Prompt 1
Using the biography of Mary Ataloa Stone McLendon below, decide whether each statement agrees with it. Answer yes or no for each and quote the words of the biography that decide it.
(a) McLendon was the first director of the art department at Bacone College.
(b) McLendon was known for her soprano voice.
(c) Her paternal grandmother gave her the name "Ataloa".
Prompt 2
Reproduce word for word the part of the biography of Mary Ataloa Stone McLendon below, starting at "Mary Ataloa Stone" and ending at "the first director.".

++++ Supplied text

Mary Ataloa Stone McLendon (1896–1967) was a Native American musician, storyteller, humanitarian, and educator, who was a citizen of the Chickasaw Nation. McLendon was an important figure in Native American arts education. She was a concert vocalist, known for her contralto voice. She was influential in the creation of the art department at Bacone College, serving as the first director.

== Early life, education, and performance ==
Mary Kuth Stone was born on March 27, 1896, near Duncan, Chickasaw Nation in Indian Territory. She one of four children born to William Stone and Josephine McLish Smith, her father was European-American and her mother was Chickasaw, with a quarter blood quantum. She is listed as 1/8th Chickasaw by Blood on the Dawes Rolls. She attended Stone School, a small school named after her paternal family. Her maternal grandmother Nancy Love McLish Smith, named her "Ataloa", which in the Chickasaw language translates as "song", "little song", or "anthem".

++++++++
++++ Records supplied

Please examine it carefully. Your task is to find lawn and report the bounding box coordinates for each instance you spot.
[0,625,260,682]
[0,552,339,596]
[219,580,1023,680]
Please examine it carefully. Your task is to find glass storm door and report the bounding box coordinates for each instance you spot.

++++++++

Written solution 1
(a) Yes: "She was influential in the creation of the art department at Bacone College, serving as the first director."
(b) No: "She was a concert vocalist, known for her contralto voice."
(c) No: "Her maternal grandmother Nancy Love McLish Smith, named her "Ataloa""

Written solution 2
Mary Ataloa Stone McLendon (1896–1967) was a Native American musician, storyteller, humanitarian, and educator, who was a citizen of the Chickasaw Nation. McLendon was an important figure in Native American arts education. She was a concert vocalist, known for her contralto voice. She was influential in the creation of the art department at Bacone College, serving as the first director.